- [Coordinate annotation records]:
>>

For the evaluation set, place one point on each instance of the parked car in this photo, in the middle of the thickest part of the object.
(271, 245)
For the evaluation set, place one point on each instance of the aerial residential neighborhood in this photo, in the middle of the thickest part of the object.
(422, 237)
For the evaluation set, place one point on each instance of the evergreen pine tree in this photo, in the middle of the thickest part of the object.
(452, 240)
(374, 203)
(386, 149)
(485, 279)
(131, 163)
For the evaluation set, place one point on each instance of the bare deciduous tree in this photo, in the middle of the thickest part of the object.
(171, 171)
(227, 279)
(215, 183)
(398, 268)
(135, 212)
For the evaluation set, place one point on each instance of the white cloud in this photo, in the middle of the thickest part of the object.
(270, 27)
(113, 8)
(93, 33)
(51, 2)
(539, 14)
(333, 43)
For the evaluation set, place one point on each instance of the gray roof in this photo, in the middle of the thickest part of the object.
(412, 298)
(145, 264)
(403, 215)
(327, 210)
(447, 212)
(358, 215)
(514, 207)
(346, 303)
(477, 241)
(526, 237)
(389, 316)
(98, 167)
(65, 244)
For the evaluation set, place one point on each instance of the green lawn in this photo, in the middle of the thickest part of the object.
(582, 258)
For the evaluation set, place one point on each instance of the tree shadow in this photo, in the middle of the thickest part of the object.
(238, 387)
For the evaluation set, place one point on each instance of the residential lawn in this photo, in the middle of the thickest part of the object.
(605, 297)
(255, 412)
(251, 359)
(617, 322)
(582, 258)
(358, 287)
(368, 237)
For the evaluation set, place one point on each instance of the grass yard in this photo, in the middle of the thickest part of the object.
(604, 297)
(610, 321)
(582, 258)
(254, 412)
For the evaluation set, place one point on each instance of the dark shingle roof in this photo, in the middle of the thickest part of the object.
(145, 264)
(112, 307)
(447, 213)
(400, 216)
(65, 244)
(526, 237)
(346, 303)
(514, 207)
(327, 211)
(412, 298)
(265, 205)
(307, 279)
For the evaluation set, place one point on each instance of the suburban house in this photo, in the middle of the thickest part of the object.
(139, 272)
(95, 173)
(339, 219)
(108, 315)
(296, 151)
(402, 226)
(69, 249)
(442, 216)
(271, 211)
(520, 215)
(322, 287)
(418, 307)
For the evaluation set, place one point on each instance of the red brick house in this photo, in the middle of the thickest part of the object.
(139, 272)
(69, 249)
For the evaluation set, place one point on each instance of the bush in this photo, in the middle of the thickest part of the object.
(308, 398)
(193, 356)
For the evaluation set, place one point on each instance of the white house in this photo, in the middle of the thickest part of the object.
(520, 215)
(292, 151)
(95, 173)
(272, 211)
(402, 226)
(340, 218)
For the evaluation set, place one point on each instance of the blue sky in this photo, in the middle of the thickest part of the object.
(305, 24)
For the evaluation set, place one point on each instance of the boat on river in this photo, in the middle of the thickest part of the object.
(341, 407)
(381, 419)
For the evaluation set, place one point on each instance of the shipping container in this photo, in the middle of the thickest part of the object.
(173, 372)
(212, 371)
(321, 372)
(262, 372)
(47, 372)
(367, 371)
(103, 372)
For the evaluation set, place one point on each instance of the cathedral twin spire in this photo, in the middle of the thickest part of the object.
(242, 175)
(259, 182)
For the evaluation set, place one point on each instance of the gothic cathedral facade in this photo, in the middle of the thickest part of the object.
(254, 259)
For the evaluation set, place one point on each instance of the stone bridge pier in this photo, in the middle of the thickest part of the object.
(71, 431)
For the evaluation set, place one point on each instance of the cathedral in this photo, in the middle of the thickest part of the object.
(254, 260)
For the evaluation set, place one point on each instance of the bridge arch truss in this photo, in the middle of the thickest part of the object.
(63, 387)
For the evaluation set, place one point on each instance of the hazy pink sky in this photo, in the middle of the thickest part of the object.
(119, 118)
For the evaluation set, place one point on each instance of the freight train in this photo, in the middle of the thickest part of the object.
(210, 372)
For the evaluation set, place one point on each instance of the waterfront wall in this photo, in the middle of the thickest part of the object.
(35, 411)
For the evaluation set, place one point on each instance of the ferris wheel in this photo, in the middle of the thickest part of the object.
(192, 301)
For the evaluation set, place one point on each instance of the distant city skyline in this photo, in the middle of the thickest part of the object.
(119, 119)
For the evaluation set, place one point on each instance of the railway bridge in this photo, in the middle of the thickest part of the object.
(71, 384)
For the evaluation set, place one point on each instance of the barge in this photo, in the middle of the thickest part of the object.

<<

- [Work instructions]: Would you give again, word for word, every line from the one with "of the ferris" through the final line of the listing above?

- [Exercise solution]:
For the evaluation set, place one point on each instance of the ferris wheel in this photo, in the middle of the thickest part of the object.
(192, 301)
For the evaluation set, place one point on each instance of the distant city skyline in this photo, in the middle of the thickest part of the object.
(119, 119)
For the evaluation set, place one point on each instance of the railway bridge in this photo, in the middle of the thickest part of the object.
(71, 384)
For the evaluation set, place one point on each instance of the barge in this photo, in the middle of the thickest part of the object.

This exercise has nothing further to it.